Selected text -
◆ ◆ ◆ ◆ ◆ ◆ ◆

Skip to main content

Comprehensive Python library for file I/O operations with automatic encoding detection, MIME type detection, and support for various file formats

Project description

kiarina-utils-file

A comprehensive Python library for file I/O operations with automatic encoding detection, MIME type detection, and support for various file formats.

Python 3.12+ License: MIT

Features

🚀 Comprehensive File I/O

  • Multiple file formats: Text, binary, JSON, YAML
  • Sync & Async support: Full async/await support for high-performance applications
  • Atomic operations: Safe file writing with temporary files and locking
  • Thread safety: File locking mechanisms prevent concurrent access issues

🔍 Smart Detection

  • Automatic encoding detection: Smart handling of various text encodings with nkf support
  • MIME type detection: Automatic content type identification using multiple detection methods
  • Extension handling: Support for complex multi-part extensions (.tar.gz, .tar.gz.gpg)

◆ ◆ ◆ ◆ ◆ ◆ ◆

Raw data -
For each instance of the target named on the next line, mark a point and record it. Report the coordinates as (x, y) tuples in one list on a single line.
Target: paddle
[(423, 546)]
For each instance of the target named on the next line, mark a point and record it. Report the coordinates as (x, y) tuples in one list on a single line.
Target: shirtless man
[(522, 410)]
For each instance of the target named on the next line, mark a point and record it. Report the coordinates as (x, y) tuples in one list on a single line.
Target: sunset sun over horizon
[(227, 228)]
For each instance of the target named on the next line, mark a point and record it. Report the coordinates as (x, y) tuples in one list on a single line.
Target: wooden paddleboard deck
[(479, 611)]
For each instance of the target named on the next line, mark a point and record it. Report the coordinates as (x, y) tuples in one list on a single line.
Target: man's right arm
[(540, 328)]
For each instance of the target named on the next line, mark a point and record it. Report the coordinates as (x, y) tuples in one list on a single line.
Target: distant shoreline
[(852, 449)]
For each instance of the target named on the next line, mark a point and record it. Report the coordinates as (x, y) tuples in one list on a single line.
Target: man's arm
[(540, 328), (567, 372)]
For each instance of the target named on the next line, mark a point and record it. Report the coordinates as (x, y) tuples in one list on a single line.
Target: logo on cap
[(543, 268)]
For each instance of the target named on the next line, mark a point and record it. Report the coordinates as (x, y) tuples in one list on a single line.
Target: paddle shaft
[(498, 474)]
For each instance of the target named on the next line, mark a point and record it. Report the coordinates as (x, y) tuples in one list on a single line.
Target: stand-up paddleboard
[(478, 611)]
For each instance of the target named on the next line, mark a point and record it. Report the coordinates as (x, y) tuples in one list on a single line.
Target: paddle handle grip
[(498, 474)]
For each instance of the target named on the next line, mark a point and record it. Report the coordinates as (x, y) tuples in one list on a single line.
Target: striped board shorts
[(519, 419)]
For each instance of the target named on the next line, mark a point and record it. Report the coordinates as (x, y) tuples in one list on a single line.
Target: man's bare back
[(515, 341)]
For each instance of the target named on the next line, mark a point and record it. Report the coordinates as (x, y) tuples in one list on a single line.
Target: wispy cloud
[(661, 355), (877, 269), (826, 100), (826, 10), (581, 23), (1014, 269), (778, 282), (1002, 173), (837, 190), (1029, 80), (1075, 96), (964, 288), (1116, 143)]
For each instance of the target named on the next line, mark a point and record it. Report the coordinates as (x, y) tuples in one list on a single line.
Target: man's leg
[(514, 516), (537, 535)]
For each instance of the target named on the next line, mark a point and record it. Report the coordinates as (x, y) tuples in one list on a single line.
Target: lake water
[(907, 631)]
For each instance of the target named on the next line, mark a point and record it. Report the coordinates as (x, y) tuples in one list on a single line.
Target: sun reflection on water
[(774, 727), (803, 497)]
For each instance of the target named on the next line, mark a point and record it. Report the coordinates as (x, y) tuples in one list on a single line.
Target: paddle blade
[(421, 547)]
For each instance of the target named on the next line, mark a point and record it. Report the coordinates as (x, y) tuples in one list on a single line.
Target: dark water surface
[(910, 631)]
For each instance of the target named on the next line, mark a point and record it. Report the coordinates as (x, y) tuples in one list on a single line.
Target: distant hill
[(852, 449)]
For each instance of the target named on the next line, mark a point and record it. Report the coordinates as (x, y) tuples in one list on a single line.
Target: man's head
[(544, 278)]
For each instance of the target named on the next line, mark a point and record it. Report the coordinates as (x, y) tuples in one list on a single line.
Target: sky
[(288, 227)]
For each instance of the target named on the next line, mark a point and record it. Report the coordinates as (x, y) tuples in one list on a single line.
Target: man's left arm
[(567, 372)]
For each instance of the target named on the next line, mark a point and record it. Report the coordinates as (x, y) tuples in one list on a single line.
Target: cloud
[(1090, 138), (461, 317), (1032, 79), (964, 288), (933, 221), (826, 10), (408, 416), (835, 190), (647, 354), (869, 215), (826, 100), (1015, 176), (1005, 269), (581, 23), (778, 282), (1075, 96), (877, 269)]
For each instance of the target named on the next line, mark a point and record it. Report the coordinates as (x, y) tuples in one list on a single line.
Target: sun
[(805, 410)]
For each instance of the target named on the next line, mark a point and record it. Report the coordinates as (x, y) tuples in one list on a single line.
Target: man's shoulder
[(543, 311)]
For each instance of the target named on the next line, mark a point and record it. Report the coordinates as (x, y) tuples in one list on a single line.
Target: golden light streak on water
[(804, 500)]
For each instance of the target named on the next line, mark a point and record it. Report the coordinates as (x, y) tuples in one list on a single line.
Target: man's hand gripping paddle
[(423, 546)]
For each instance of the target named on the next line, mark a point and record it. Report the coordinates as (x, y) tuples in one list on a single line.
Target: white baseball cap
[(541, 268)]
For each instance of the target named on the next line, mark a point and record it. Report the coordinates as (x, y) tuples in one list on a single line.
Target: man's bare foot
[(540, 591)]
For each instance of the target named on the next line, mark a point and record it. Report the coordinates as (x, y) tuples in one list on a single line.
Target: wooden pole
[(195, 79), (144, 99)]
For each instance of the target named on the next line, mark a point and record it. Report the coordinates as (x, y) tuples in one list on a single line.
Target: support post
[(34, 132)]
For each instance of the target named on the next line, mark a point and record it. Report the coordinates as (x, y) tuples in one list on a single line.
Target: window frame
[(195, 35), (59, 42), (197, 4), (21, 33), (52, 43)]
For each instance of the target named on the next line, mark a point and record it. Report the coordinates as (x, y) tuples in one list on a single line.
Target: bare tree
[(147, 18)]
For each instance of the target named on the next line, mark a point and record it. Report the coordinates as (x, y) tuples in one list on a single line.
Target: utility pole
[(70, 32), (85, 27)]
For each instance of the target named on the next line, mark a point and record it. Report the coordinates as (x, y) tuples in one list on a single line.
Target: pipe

◆ ◆ ◆ ◆ ◆ ◆ ◆

Exercise directions - Transcribe word for word the part of the kiarina-utils-file project description above starting with "kiarina-utils-file" and going on through "various file formats.".

Task solution -
kiarina-utils-file

A comprehensive Python library for file I/O operations with automatic encoding detection, MIME type detection, and support for various file formats.